PERMINTAAN TERTULIS A: Kumpulkan semua baris catatan yang memuat kata "window" dan salin setiap baris itu tanpa diubah. Huruf besar dan kecil dibedakan.

TEKS HASIL EKSTRAKSI:
|---|

Senin 17 Sep 2018 13:18 WIB

Masa Depan Paralel Rupiah

Banyak faktor penyebab pelemahan rupiah atas dolar AS.

 Ilustrasi kurs rupiah terhadap dolar AS
Foto:

Produktivitas tenaga kerja yang lekat tanah juga menambah beban rupiah. Singkatnya, ini permasalahan struktural menahun yang tak kunjung selesai. Pemerintah bukannya kurang akal, pembangunan infrastruktur adalah salah satu intervensi buruknya kinerja industri.

Namun, di sisi lain, Kementerian Perindustrian malah terjebak hype revolusi industri keempat tanpa memberikan solusi taktis atas permasalahan yang sering disebut Dani Rodrik sebagai fenomena deindustrialisasi prematur.

Dalam jangka pendek, pemerintah mengurangi tekanan pada neraca akun semasa dengan pengenaan PPh 22 atas impor barang konsumsi, perluasan TKDN, perluasan penggunaan B-20, dan insentif ekspor. Ini justru akan membawa rupiah pada masa depan paralel yang kelam.

Betapa tidak, pengenaan PPh 22 rata-rata 8,5 persen atas impor barang konsumsi berpotensi membuat output mengerut hingga Rp 47 triliun dan hilangnya pendapatan rumah tangga hingga Rp 5 triliun. Belum lagi potensi retaliasi negara mitra dagang.

Sementara itu, penggunaan TKDN akan memicu inflasi mengingat kapasitas industri kita belum memadai untuk memenuhi kebutuhan industri. Pada gilirannya justru makin menekan industri secara umum. Bagaimana dengan penggunaan B-20?

|---|

DATA KERJA:
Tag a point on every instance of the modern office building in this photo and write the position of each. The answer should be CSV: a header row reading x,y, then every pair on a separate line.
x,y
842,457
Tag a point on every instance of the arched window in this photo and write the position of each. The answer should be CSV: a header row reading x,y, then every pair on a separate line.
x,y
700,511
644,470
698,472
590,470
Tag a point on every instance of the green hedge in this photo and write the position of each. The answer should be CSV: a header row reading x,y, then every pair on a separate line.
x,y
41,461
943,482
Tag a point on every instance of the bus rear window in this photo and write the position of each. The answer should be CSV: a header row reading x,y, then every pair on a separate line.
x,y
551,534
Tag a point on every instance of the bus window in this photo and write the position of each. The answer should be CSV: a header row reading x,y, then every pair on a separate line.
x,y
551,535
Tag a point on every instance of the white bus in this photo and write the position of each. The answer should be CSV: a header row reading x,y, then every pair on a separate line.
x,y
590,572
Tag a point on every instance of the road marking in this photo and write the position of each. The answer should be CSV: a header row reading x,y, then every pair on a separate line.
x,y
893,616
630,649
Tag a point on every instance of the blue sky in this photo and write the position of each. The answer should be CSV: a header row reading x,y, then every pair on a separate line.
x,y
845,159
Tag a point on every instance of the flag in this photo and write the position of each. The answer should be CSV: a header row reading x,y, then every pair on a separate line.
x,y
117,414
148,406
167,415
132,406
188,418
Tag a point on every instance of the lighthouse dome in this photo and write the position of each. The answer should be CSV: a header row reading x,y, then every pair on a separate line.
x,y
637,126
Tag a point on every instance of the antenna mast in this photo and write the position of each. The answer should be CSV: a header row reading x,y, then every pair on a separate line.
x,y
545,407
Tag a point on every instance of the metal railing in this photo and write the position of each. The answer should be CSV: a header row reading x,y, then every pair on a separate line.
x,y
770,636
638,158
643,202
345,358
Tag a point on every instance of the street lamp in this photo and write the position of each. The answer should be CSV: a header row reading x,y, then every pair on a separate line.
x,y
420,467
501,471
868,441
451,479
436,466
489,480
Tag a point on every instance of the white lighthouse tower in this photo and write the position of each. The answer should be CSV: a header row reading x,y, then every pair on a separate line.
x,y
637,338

|---|

PERMINTAAN TERTULIS B: Menurut artikel tentang pelemahan rupiah di atas, berapa rata-rata tarif PPh 22 yang dikenakan atas impor barang konsumsi?

HASIL TUGAS A:
Tag a point on every instance of the arched window in this photo and write the position of each. The answer should be CSV: a header row reading x,y, then every pair on a separate line.
Tag a point on every instance of the bus rear window in this photo and write the position of each. The answer should be CSV: a header row reading x,y, then every pair on a separate line.
Tag a point on every instance of the bus window in this photo and write the position of each. The answer should be CSV: a header row reading x,y, then every pair on a separate line.

HASIL TUGAS B: Rata-rata 8,5 persen.